- EXCERPTED PASSAGE:
By Maria Petrakis, Marcus Bensasson and Natalie Weeks - Feb 7, 2012 6:31 PM GMT+0700
Greek Prime Minister Lucas Papademos plans to convene the nation’s political leaders to seek consensus on the cuts required for a bailout as unions called a strike to protest and European leaders pressed for answers.
While Papademos and the party chiefs have agreed to make further cuts this year equal to 1.5 percent of gross domestic product, they have yet to close gaps over measures demanded by creditors for a 130 billion-euro ($171 billion) rescue. German Chancellor Angela Merkel said “time is running out,” while unions derided the conditions as “blackmail.”
“It is clear we are going into another drama for Greece with many questions unanswered,” Patrick Legland, head of research at Societe Generale SA, told Bloomberg Television today. “It’s kind of a catch-22 where they have to reduce their deficit but there is no growth. It’s very tricky.”
At stake is whether Greece wins the bailout, secures a debt writeoff with private creditors and remains in the euro region. Finance Minister Evangelos Venizelos told reporters late yesterday that “failure of these talks, failure of the plan, the country’s bankruptcy, means even greater sacrifice.”
The euro fell 0.1 percent to $1.3123 as of 1:05 p.m. in Athens as investors await the outcome of the Greek talks. The Stoxx Europe 600 Index slipped 0.5 percent and the Euro Stoxx 50 also dropped 0.5 percent.
Bill Auction
The country raised 812.5 million euros in a sale of 26-week Treasury bills today, a sale held a week earlier than usually scheduled to allow for the rollover of 26-week bills due on the Feb. 10. The yield fell to 4.86 percent from 4.9 percent in the last sale of such bills on Jan. 10
Short-term debt sales are the only source of market financing available for the nation. Bonds repayable in 2022 are worth about a third of their face value.
Greek political leaders have yet to resolve issues from recapitalizing banks, ensuring the viability of pension funds and reducing wages and non-wage costs to boost competitiveness. Greece still needs to agree on 600 million euros of fiscal measures for 2012, a government official told reporters in Athens yesterday. Meantime, unions called their first general strike of the year.
Papademos met overnight with representatives from the European Commission, the European Central Bank and the International Monetary Fund to continue talks on possible spending cuts.
‘Great Sacrifices’
“The salvation of the country, remaining in the euro, means great sacrifices,” Venizelos told reporters in Athens late yesterday after his meeting with the so-called troika of representatives. He described the talks in Athens as a “Hydra’s head,” a reference to the monster in Greek mythology that grew back more heads than the one cut off.
Venizelos met again today with the officials ahead of the meeting of political leaders. Papademos hasn’t yet set a time for the meeting with leaders.
With the country set to pay a 14.5 billion-euro bond due on March 20, Merkel said in Paris that “I can’t quite understand why we need a few more days.” French President Nicolas Sarkozy said there could be no funds without reforms. Allowing Greece to go bankrupt “isn’t an option,” he said.

- SET EXERCISE 1: Reproduce the passage of the article on the Greek bailout talks from "Bill Auction" to "their face value.".
- SET EXERCISE 2: In the listing, from the line with "the shark second" to the line with "<point>236,639</point>", rewrite every line, including the request lines, and add 50 to each coordinate value. Give only those lines.

(Named-object pointing records)
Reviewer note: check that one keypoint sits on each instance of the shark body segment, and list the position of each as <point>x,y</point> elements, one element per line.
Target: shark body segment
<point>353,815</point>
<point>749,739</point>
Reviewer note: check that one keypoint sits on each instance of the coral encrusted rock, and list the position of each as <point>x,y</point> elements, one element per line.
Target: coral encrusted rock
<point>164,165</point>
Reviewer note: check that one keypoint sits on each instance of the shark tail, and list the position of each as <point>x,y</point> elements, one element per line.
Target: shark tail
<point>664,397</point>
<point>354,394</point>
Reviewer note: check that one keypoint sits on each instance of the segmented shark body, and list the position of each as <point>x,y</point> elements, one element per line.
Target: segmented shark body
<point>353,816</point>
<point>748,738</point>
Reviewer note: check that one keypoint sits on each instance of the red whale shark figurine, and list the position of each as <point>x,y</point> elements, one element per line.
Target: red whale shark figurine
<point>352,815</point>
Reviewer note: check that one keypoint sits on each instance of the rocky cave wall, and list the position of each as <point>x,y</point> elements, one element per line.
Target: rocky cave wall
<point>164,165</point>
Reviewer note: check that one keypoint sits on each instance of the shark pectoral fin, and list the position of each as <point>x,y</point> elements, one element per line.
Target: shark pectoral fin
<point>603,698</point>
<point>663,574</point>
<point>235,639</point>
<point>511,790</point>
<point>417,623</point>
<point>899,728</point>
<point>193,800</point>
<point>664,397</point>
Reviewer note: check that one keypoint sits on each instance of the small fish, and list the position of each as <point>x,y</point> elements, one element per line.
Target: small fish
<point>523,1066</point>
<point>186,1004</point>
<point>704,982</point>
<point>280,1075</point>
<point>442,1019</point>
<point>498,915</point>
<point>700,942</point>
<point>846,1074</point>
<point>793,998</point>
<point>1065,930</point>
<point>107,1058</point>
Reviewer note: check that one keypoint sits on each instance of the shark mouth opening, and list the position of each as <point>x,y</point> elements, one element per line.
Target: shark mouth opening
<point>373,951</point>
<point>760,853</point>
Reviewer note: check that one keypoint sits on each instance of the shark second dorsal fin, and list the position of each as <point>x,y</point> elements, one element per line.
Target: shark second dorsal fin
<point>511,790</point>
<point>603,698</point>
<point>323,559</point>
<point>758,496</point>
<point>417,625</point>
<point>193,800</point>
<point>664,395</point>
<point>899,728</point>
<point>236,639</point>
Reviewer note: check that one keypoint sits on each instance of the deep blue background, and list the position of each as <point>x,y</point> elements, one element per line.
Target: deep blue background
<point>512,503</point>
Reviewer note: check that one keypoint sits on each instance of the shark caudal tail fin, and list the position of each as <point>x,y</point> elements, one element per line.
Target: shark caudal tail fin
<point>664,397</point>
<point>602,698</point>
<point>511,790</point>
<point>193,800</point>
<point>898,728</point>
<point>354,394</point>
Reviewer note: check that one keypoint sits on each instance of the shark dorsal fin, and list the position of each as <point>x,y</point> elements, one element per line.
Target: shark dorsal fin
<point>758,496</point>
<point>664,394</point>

- CORRECT RESULT 1:
Bill Auction
The country raised 812.5 million euros in a sale of 26-week Treasury bills today, a sale held a week earlier than usually scheduled to allow for the rollover of 26-week bills due on the Feb. 10. The yield fell to 4.86 percent from 4.9 percent in the last sale of such bills on Jan. 10
Short-term debt sales are the only source of market financing available for the nation. Bonds repayable in 2022 are worth about a third of their face value.

- CORRECT RESULT 2:
Reviewer note: check that one keypoint sits on each instance of the shark second dorsal fin, and list the position of each as <point>x,y</point> elements, one element per line.
Target: shark second dorsal fin
<point>561,840</point>
<point>653,748</point>
<point>373,609</point>
<point>808,546</point>
<point>467,675</point>
<point>243,850</point>
<point>714,445</point>
<point>949,778</point>
<point>286,689</point>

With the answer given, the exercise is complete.